§ **Work to complete**
Copy out the listing below from the line with "In this photo, each instance of the green" up to and including its last line. Shift each answer coordinate by adding 29 to every number, and leave all other lines unchanged.

══════════

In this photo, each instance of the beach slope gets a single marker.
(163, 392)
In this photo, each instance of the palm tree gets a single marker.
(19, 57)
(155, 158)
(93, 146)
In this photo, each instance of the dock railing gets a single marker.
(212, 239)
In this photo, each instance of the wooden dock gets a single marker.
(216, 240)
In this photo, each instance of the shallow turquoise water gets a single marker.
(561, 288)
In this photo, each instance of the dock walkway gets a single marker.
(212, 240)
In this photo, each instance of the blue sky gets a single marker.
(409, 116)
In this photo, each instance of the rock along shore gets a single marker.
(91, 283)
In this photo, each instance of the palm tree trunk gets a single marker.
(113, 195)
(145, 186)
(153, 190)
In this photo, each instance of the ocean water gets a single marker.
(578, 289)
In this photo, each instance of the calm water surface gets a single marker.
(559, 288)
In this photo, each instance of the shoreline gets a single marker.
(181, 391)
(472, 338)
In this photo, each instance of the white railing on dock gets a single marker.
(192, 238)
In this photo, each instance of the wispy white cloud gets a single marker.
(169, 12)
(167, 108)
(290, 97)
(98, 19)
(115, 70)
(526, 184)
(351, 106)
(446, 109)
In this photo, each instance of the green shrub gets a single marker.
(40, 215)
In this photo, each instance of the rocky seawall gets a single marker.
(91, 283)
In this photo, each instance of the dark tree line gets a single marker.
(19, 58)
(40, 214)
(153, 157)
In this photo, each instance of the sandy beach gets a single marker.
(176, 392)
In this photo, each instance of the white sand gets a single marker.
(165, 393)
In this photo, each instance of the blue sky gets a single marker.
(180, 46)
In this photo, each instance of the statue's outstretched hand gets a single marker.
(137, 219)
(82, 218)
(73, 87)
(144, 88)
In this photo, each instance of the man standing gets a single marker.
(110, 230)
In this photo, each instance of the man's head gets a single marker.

══════════

§ **Exercise result**
In this photo, each instance of the green shrub gets a single marker.
(69, 244)
In this photo, each instance of the rocky seawall gets a single marker.
(120, 312)
In this photo, each instance of the dark tree line gets a single marker.
(48, 87)
(69, 243)
(182, 186)
In this photo, each instance of the sandy beach gets a single marker.
(205, 421)
In this photo, each instance of the white sand gets a single marker.
(194, 422)
In this photo, each instance of the blue sky gets a single marker.
(209, 75)
In this photo, each instance of the statue's outstretched hand gets a single marker.
(166, 248)
(111, 247)
(102, 116)
(173, 117)
In this photo, each instance of the man standing gets a single marker.
(139, 259)
In this photo, each instance of the man's head gets a single marker.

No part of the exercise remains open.